提供された文章
■ ■ ■ ■ ■
ECや物流の需要が高まる中、倉庫業の注目度も急上昇しています。しかし、始めるには倉庫業法に基づく登録と厳格な基準への対応が不可欠。本記事ではその実務を詳しくご紹介します。
倉庫業とは?
倉庫業とは、他人から預かった物品を、一定の施設内で保管する事業を指し、主に「営業倉庫」として運営される業態をいいます。物品を一時的に保管するという業務は、物流業界をはじめ、さまざまな産業において欠かせないインフラであり、近年はEC市場の拡大や災害備蓄ニーズの高まりにより、ますます注目されています。
倉庫業の現状
近年、特に注目されているのが「マルチテナント型倉庫」や「フルフィルメント対応倉庫」など、多様化するニーズに対応する高機能型の倉庫です。EC事業者や医薬品業界など、特殊な管理が求められる分野からの需要が増えており、倉庫業者は単なる保管業務にとどまらず、仕分け・梱包・出荷管理などの付加価値サービスも求められるようになっています。
さらに、環境規制や省エネ対応、BCP(事業継続計画)への配慮など、設備面での投資や体制整備も進んでいます。こうした背景から、倉庫業を新たに始めようとする事業者にとっては、業界トレンドや規制の動向を踏まえた計画が不可欠です。
営業倉庫と自家用倉庫とは
倉庫業法における「倉庫業」は、第三者の物品を保管する「営業倉庫」が対象です。これに対して、自社の商品や部材を保管する「自家用倉庫」は、法律上の倉庫業には該当しません。
たとえば、自社の製品を一時保管するためのスペースを持つ場合には、倉庫業の許可や登録は不要ですが、外部の荷主から料金を受け取って保管する場合には、倉庫業登録が必要となります。この違いは事業の形態によって明確に線引きされているため、開業前に確認しておくことが大切です。
■ ■ ■ ■ ■
提供された情報

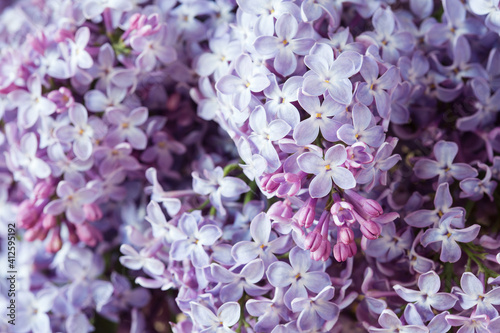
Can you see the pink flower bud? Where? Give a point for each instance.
(370, 229)
(49, 221)
(313, 241)
(372, 208)
(92, 212)
(55, 243)
(44, 190)
(27, 214)
(345, 235)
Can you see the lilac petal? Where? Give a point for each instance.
(209, 234)
(280, 274)
(253, 271)
(221, 274)
(306, 132)
(203, 316)
(450, 251)
(310, 163)
(426, 169)
(320, 186)
(229, 84)
(229, 313)
(266, 45)
(471, 285)
(260, 228)
(336, 155)
(429, 282)
(316, 281)
(443, 301)
(199, 257)
(314, 86)
(343, 178)
(340, 90)
(300, 259)
(461, 171)
(181, 249)
(188, 224)
(285, 62)
(445, 152)
(244, 251)
(466, 235)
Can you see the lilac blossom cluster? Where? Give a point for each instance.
(252, 165)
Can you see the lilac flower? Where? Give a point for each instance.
(70, 202)
(475, 189)
(444, 152)
(31, 104)
(227, 315)
(140, 260)
(255, 163)
(391, 245)
(26, 157)
(233, 284)
(376, 88)
(264, 133)
(473, 294)
(307, 130)
(391, 41)
(361, 131)
(154, 47)
(312, 310)
(489, 8)
(190, 242)
(328, 73)
(285, 46)
(125, 127)
(456, 24)
(474, 323)
(428, 296)
(269, 311)
(241, 86)
(33, 316)
(448, 237)
(442, 205)
(218, 187)
(326, 171)
(223, 50)
(299, 275)
(262, 246)
(82, 133)
(279, 101)
(391, 324)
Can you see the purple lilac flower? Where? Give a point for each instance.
(327, 170)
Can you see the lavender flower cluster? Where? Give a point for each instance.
(251, 165)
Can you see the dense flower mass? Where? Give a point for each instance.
(250, 165)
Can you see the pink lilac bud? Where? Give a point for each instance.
(54, 244)
(323, 252)
(345, 235)
(44, 190)
(88, 234)
(72, 236)
(49, 221)
(313, 241)
(342, 213)
(62, 98)
(370, 229)
(28, 214)
(305, 215)
(92, 212)
(281, 208)
(341, 251)
(34, 232)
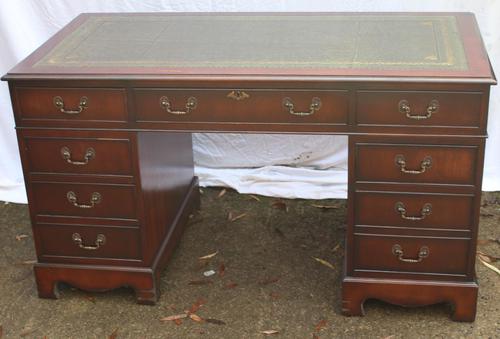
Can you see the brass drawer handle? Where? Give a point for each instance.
(238, 95)
(59, 103)
(424, 165)
(89, 155)
(423, 253)
(315, 106)
(95, 199)
(432, 107)
(100, 240)
(401, 209)
(190, 105)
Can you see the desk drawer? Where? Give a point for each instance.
(78, 155)
(75, 104)
(84, 200)
(54, 240)
(416, 163)
(414, 210)
(395, 254)
(246, 106)
(419, 108)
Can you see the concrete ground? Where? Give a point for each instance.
(266, 280)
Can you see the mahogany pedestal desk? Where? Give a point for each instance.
(105, 110)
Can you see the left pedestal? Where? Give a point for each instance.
(107, 207)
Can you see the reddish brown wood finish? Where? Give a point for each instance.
(144, 167)
(102, 104)
(448, 211)
(374, 253)
(117, 201)
(450, 164)
(56, 241)
(261, 106)
(110, 156)
(456, 109)
(462, 296)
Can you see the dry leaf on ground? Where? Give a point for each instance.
(196, 318)
(233, 219)
(320, 325)
(326, 207)
(113, 335)
(254, 197)
(208, 256)
(274, 295)
(486, 215)
(214, 321)
(222, 270)
(27, 332)
(221, 193)
(270, 332)
(197, 304)
(279, 232)
(231, 285)
(324, 262)
(269, 281)
(174, 317)
(486, 257)
(280, 204)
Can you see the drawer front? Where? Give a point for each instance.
(414, 210)
(54, 240)
(84, 200)
(76, 104)
(249, 106)
(78, 155)
(415, 163)
(439, 256)
(419, 108)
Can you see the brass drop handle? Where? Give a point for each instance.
(423, 253)
(100, 240)
(424, 212)
(315, 106)
(190, 105)
(432, 107)
(95, 199)
(424, 164)
(238, 95)
(59, 103)
(66, 155)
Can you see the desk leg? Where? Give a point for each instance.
(462, 296)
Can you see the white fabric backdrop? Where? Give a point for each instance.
(276, 165)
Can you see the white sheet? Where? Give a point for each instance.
(275, 165)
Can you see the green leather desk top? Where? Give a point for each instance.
(397, 44)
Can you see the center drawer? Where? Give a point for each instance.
(243, 106)
(84, 200)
■ ■ ■ ■ ■
作業一覧
1 > 倉庫業についての文章によると、倉庫業法における「倉庫業」の対象となるのはどのような倉庫か。
2 > 倉庫業についての文章を、最後の文の後から書き継ぐこと。

作業ごとの回答
1 > 第三者の物品を保管する「営業倉庫」である。

2 >
営業倉庫の種類
営業倉庫には、保管する物品やその特性に応じていくつかの分類があります。主なものは以下の通りです。
- 1類倉庫:日用品や紙類、電気機械などの一般的な物品を幅広く保管できる倉庫で、2類・3類で扱わない物品はすべて1類に分類されます。設備基準が最も厳しく、防湿・耐火・防火性能が高いことが求められます。
- 2類倉庫:麦や塩などの食品類、鉄製品、セメントなどの資材を保管します。1類と比較して耐火性・防火性の基準が緩く、燃えやすい物品の保管には向いていません。
- 3類倉庫:ガラス製品や鉄材など、比較的保管条件に対する要件が緩和された物品を対象とします。耐火・防湿性能に関する基準も緩く、気温や湿度に敏感な物品の保管には不向きです。
- 冷蔵倉庫・冷凍倉庫:低温での管理が必要な食品や医薬品などの保管に対応。
- 危険品倉庫:引火性や毒性を有する危険物の保管に対応した構造と設備を持つ。
- 貯蔵タンク:液体物や気体物などを貯蔵する設備。
- 野積倉庫:屋外での保管が可能な資材や大型設備などに対応。
これらの倉庫にはそれぞれ細かな基準や設備要件が設けられており、用途に応じた許認可の取得が必要となります。どの種類の倉庫を運営するかによって、申請内容や必要な書類、設備要件が異なるため、事前の調査と準備が欠かせません。
倉庫業を営むために必要な許認可・資格
倉庫業を始めるにあたって、最初に押さえておきたいのが「倉庫業登録」です。倉庫業は、他人の物品を有償で保管する営業行為であるため、国土交通省が所管する倉庫業法に基づき、登録を受けなければ営業を行うことができません。
倉庫業の許認可
許認可を得るための要件
倉庫業として事業を行うためには、営業倉庫が倉庫業法で定める構造基準・設備基準に適合していることが前提です。さらに、以下のような要件も満たす必要があります。
- 営業倉庫が構造設備基準に適合していること
- 倉庫ごとに管理責任者を配置していること
- 保管契約の管理体制が適切であること
- 経済的信用があり、破産や重大な債務超過のないこと
必要書類の例
倉庫業登録の際に提出する主な書類は以下の通りです:
- 倉庫業登録申請書
- 倉庫平面図・立面図
- 倉庫の構造・設備に関する説明書
- 管理体制の概要書(管理者の経歴など)
- 登記事項証明書(建物および土地)
- 使用承諾書(賃借の場合)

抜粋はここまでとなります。